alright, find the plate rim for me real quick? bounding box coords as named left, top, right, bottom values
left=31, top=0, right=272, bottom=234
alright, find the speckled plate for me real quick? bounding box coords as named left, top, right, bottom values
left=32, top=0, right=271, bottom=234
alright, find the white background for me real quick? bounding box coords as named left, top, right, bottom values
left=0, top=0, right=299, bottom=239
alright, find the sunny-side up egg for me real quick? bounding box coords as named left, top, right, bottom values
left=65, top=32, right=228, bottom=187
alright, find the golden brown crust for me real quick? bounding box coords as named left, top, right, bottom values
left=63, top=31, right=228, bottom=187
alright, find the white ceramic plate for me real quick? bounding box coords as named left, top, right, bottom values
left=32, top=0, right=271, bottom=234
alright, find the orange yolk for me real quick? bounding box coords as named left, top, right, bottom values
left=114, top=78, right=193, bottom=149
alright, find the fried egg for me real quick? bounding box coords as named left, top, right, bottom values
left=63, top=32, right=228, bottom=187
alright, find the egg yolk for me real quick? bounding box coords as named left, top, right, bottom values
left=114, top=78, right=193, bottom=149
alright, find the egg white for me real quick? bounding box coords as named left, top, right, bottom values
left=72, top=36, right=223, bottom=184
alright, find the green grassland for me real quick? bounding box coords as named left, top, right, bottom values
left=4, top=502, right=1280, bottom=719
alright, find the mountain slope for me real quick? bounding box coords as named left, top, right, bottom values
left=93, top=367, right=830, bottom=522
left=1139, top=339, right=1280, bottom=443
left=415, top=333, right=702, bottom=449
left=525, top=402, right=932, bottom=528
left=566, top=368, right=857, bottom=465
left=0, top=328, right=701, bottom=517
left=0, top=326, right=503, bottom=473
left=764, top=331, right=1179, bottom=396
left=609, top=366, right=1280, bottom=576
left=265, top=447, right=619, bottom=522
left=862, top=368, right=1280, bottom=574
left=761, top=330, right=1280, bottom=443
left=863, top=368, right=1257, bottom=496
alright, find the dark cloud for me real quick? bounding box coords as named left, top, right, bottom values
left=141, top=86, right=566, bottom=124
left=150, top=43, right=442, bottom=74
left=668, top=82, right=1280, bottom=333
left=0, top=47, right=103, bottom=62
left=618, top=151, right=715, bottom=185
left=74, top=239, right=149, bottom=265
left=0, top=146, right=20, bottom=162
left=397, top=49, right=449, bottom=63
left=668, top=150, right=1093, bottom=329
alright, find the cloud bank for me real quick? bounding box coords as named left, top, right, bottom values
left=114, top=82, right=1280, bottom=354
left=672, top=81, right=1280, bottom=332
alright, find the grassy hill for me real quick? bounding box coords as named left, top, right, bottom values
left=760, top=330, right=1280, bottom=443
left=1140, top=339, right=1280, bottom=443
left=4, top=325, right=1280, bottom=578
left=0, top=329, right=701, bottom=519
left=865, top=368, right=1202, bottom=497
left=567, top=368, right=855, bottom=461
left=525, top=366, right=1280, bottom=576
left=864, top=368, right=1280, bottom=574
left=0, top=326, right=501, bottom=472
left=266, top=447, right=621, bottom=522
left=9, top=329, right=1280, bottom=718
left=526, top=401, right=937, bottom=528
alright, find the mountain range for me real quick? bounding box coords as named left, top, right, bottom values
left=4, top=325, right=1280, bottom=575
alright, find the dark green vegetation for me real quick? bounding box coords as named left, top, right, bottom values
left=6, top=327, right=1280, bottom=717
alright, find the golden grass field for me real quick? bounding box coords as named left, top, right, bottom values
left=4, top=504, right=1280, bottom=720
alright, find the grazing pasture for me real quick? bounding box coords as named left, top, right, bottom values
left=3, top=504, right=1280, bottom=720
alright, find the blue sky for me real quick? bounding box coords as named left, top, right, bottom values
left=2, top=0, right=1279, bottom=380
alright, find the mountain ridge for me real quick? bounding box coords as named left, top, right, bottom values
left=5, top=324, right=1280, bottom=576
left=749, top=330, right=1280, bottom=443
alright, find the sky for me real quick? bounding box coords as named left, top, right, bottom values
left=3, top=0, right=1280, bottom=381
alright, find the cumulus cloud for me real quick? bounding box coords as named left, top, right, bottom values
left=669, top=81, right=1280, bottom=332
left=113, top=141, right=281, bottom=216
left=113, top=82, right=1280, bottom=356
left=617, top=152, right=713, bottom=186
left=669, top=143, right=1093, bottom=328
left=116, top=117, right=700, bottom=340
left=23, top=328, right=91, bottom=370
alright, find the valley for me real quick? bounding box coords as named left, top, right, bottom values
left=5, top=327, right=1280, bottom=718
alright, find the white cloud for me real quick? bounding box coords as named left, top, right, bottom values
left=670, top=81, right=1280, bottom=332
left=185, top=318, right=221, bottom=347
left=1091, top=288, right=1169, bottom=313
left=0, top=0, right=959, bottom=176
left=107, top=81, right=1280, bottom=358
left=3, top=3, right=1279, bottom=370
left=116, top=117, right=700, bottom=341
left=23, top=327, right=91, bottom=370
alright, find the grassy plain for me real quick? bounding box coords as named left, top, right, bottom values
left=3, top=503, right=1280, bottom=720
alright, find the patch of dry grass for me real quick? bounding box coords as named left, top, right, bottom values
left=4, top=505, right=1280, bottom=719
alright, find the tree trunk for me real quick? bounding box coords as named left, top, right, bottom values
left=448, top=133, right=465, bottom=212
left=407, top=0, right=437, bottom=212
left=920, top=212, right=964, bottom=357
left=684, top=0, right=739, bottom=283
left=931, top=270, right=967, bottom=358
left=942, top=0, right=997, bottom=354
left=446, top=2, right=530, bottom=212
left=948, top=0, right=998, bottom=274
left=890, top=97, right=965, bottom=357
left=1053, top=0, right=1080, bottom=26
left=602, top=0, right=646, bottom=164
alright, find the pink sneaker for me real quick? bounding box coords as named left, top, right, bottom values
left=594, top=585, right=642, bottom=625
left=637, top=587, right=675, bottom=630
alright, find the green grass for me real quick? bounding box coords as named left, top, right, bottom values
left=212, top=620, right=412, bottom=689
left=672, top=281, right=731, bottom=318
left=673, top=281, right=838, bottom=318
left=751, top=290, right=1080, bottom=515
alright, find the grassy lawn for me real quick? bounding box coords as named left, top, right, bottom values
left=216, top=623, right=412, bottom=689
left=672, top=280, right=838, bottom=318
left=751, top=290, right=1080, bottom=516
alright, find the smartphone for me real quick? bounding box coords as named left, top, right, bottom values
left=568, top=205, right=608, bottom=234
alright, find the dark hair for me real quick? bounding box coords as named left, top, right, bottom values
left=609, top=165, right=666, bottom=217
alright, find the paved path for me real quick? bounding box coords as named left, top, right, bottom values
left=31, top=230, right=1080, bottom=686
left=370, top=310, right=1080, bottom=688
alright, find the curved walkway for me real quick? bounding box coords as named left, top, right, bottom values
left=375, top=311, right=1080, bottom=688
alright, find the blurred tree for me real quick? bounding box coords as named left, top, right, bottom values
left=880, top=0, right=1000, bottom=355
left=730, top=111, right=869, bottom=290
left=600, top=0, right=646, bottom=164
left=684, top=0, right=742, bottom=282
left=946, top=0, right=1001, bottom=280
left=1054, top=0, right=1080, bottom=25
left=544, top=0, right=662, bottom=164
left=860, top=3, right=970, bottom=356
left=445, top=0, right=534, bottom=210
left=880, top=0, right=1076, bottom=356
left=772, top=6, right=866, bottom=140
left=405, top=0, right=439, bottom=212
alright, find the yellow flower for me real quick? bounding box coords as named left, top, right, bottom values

* TASK DESCRIPTION
Return the line that contains "alright, find the paved" along with every line after it through the end of the entries, exactly, adding nothing.

* RESULT OF THE EXERCISE
alright, find the paved path for me real quick? bounding box coords as named left, top, right, bottom values
left=31, top=230, right=1080, bottom=686
left=370, top=310, right=1080, bottom=688
alright, find the curved walkway for me real quick? bounding box coords as named left, top, right, bottom values
left=375, top=311, right=1080, bottom=688
alright, find the blurred tree for me real quick? bounding box coords as named left, top, right, bottom values
left=880, top=0, right=1000, bottom=355
left=730, top=111, right=869, bottom=290
left=600, top=0, right=646, bottom=164
left=684, top=0, right=742, bottom=282
left=946, top=0, right=1001, bottom=280
left=1054, top=0, right=1080, bottom=25
left=544, top=0, right=662, bottom=164
left=860, top=3, right=970, bottom=356
left=445, top=0, right=534, bottom=210
left=880, top=0, right=1076, bottom=356
left=772, top=6, right=866, bottom=140
left=405, top=0, right=439, bottom=212
alright, find the yellow flower for me real quick? bounding box coords as named left, top, right, bottom values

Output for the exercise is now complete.